综上来看,相比于“政治地位”,“社会处境”可以更准确地解释“干部是否保护民营经济”。但为何社会学视角的解释更加合理?因为它触及中国政治体制更为深层的特征:地方干部在建政之后当权还是失势,很大程度取决于他们在革命时主要依靠中央还是地方。以南下干部为例,他们长期接受中央直接领导,在根据地开展解放革命(Selden,1971),因此不仅熟谙中央政策,而且习惯忠实执行,故而深得中央信任,在解放后被便派至浙江等新解放区,接管军政大权(Vogel,1969;杨奎松,2011;冯军旗,2018)。反观当地的游击队干部,由于在解放前与中央缺少联系,因而与中央政策颇有隔阂,不仅难以主动领会上级精神,更难在执行时身先士卒(杨奎松,2011;黎荣,2015)。不仅如此,他们长期依靠地方力量革命,与后者建立起亲密无间的联系,因此有动机也有能力联合地方,暗中掣肘中央政令(刘雅灵,2017:183;章奇、刘明兴,2016:49、51)。出于此种顾忌,中央自然较少重用本地干部,而是将其多数安排在权力中心之外(杨奎松,2011;冯军旗,2018)。由此来看,正是社会处境决定了干部的政治地位,从而也基本决定了他们是否保护民营经济。那么社会处境如何塑造了干部的行为动机?下节将尝试回答这一问题。


五、再看“社会网络”假说:

地方认同与分利网络

本文立足“社会网络”视点,剖析浙江经验得出:本地干部嵌入地方社会网络,因此一方面形成本地认同;另一方面可借助网络联系从民营部门获利,受此双重动机驱动,本地干部倾向保护民营经济。而外来的南下干部,由于疏离于社会网络,既未形成真正本地认同,也很难从当地社会获利,所以一般无心扶助当地民营经济。不仅如此,这些外来干部在实际中倾向结成同乡网络,其中包括地方主要上级(杨奎松,2011)。正因与上级处在同一网络社群,南下干部一方面更加认同领导命令,另一方面也占据晋升先机,同样在双重激励下,倾向趋奉上级意志,压制地方民营经济。为进一步阐明上述干部动机,下文将依次分析,社会网络如何塑造干部的“内在认同”,再配合“外在网络”,从而影响其施政策略。

○ ○ ○ ○ ○

**任务内容:** 请根据上面这段关于干部与民营经济的文字回答:南下干部在解放后被派往哪里,又接管了什么?

**原始数据:**
○ ○ ○ ○ ○

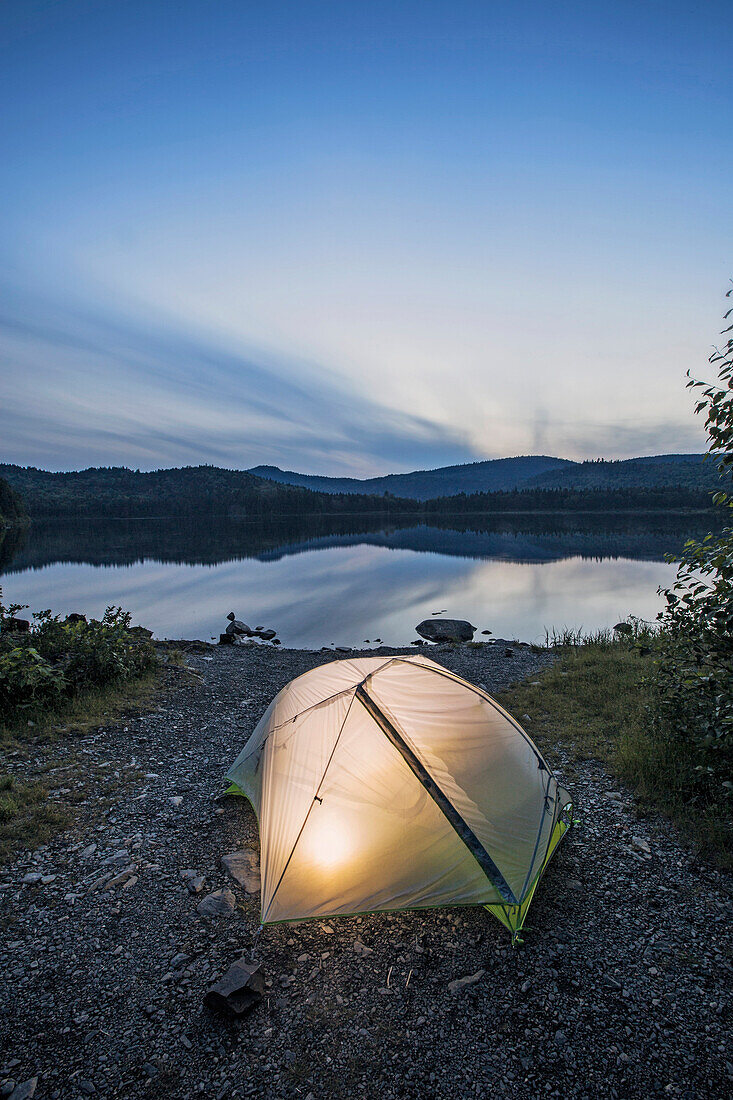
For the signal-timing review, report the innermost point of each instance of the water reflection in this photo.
(321, 581)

○ ○ ○ ○ ○

**完成结果:** 南下干部被派至浙江等新解放区,接管军政大权。